Top of DATA
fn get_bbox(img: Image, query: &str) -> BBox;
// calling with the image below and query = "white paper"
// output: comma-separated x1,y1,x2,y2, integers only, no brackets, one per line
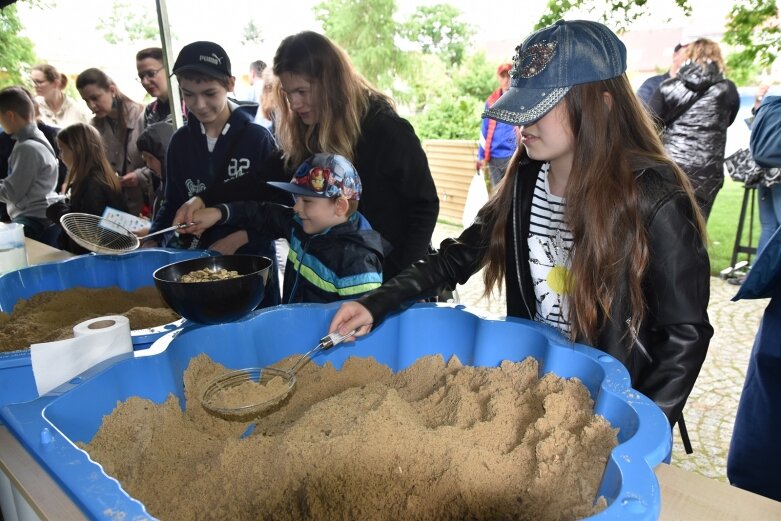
30,315,133,396
101,206,149,233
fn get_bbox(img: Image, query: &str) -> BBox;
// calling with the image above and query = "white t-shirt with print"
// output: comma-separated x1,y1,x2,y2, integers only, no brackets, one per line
527,162,573,336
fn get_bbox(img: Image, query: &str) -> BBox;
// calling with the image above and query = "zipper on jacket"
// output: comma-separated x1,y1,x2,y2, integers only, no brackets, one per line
288,231,325,304
512,172,533,319
287,237,309,304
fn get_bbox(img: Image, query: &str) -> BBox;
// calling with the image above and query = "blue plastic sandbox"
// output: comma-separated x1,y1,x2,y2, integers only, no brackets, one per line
0,303,671,521
0,248,213,409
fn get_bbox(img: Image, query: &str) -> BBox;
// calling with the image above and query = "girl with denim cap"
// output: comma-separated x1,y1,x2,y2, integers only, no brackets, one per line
329,20,713,430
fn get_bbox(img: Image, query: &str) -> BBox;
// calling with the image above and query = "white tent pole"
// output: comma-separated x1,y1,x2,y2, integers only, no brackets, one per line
154,0,183,129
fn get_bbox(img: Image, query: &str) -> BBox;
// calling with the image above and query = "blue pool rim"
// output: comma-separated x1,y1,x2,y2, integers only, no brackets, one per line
0,302,672,521
0,248,214,410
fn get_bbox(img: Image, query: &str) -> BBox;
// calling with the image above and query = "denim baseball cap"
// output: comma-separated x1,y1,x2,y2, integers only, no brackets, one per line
172,41,232,79
268,153,362,200
483,20,627,126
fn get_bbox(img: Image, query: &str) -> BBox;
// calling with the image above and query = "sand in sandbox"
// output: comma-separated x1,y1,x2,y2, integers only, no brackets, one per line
81,353,619,521
0,286,179,352
204,374,291,412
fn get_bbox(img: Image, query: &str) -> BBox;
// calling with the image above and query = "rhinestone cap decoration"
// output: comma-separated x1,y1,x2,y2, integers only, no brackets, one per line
512,41,558,79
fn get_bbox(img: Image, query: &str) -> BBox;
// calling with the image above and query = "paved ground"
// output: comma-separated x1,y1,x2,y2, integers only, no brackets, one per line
432,221,767,483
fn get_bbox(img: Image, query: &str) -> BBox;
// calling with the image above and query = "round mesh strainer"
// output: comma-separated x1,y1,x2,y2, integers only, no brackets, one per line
60,213,191,254
201,329,357,419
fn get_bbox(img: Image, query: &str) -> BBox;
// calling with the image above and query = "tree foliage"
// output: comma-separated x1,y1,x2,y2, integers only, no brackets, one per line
723,0,779,84
405,52,496,140
400,4,475,67
97,0,159,45
409,95,484,140
536,0,692,32
453,52,496,101
0,3,37,89
242,19,263,46
314,0,404,89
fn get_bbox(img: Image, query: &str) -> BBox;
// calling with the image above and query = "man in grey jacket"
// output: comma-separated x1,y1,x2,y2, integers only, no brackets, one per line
0,87,58,240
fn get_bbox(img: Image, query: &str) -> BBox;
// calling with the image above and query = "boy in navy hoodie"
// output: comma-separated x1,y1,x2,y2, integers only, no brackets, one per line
187,153,385,304
148,41,289,305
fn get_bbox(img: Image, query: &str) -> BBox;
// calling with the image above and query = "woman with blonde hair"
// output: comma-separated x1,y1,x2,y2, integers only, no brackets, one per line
330,20,713,430
76,68,153,218
46,123,128,253
648,37,740,220
31,63,90,127
175,31,439,281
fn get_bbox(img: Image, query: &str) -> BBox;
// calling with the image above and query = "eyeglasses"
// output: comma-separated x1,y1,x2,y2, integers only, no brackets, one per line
31,78,49,86
136,67,164,82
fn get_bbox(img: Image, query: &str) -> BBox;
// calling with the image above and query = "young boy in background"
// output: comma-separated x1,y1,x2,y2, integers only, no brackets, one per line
0,87,58,239
187,153,385,304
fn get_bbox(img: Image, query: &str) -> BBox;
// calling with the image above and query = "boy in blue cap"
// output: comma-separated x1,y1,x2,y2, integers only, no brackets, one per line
187,153,385,304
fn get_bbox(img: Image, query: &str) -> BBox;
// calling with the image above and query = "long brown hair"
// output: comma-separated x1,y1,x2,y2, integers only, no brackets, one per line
482,74,705,344
272,31,394,168
75,68,137,140
57,123,122,197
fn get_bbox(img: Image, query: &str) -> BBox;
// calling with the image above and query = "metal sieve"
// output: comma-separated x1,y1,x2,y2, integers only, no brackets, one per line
60,213,193,254
201,329,357,419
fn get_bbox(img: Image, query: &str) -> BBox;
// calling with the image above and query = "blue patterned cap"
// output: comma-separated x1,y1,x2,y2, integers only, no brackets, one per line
268,153,362,200
483,20,627,126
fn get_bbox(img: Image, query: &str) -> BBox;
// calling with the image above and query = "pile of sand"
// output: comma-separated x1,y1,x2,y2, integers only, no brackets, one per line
82,353,618,521
0,286,179,351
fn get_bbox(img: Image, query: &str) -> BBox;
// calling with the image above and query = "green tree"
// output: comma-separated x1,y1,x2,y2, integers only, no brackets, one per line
409,95,483,140
97,0,159,45
400,4,475,67
242,19,264,46
314,0,404,89
0,3,37,89
723,0,779,85
394,53,451,112
453,52,496,101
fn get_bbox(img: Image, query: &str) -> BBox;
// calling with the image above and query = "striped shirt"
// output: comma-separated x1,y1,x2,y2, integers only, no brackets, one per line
527,162,573,335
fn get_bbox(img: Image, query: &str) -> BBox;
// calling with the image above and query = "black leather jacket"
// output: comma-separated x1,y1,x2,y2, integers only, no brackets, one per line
359,156,713,425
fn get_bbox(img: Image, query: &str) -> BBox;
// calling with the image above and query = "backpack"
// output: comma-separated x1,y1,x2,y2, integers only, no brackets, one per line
750,96,781,168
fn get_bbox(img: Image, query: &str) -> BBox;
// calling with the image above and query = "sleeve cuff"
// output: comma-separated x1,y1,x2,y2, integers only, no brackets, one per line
216,204,231,224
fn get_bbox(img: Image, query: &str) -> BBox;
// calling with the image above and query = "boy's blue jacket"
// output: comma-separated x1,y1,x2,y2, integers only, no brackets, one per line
150,102,291,249
217,201,386,304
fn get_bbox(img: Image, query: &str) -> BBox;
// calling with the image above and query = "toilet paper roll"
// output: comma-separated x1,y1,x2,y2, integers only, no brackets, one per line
31,315,133,396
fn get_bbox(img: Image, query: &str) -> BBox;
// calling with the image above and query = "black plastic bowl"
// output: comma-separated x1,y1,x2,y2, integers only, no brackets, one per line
153,255,272,324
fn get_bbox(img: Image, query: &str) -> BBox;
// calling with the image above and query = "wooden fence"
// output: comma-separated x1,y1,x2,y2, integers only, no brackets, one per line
422,139,481,224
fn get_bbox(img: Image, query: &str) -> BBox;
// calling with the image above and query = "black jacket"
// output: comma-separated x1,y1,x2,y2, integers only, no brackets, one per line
136,121,175,219
359,156,713,425
648,61,739,202
198,98,440,280
47,174,128,254
218,201,385,304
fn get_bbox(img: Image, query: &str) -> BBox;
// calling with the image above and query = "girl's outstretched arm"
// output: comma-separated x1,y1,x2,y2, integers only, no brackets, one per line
329,302,374,341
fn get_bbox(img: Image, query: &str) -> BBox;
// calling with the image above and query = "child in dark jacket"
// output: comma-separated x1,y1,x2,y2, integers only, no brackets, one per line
148,40,289,306
188,153,385,303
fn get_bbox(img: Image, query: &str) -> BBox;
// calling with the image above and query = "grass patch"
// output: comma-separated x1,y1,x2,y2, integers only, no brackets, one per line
707,178,760,275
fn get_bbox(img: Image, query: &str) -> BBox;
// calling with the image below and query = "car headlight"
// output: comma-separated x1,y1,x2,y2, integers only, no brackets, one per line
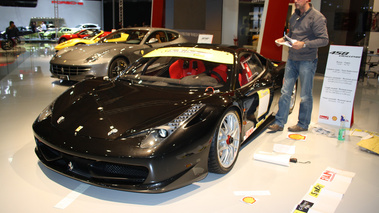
84,50,109,63
139,104,205,148
37,101,55,122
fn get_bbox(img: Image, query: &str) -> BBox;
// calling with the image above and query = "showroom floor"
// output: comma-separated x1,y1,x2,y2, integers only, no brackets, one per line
0,43,378,213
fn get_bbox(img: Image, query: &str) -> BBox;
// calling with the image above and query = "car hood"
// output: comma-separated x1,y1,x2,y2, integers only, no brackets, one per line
56,42,138,60
51,79,214,140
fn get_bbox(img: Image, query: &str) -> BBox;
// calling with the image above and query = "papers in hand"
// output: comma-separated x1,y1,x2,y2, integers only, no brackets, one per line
275,35,297,47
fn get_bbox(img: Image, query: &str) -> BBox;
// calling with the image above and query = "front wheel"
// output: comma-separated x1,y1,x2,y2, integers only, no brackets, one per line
1,39,14,50
108,58,128,78
208,109,241,174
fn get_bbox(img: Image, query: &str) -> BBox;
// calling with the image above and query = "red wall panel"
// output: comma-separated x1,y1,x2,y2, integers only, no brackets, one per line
151,0,165,28
260,0,290,61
Bottom of DATA
- YOUR OBJECTIVE
When a line in the material contains the string "sandbox", copy that line.

- SOLUTION BELOW
// calling with the image above and query = "blue plastic sandbox"
// calling with the image above and query = "sand in sandbox"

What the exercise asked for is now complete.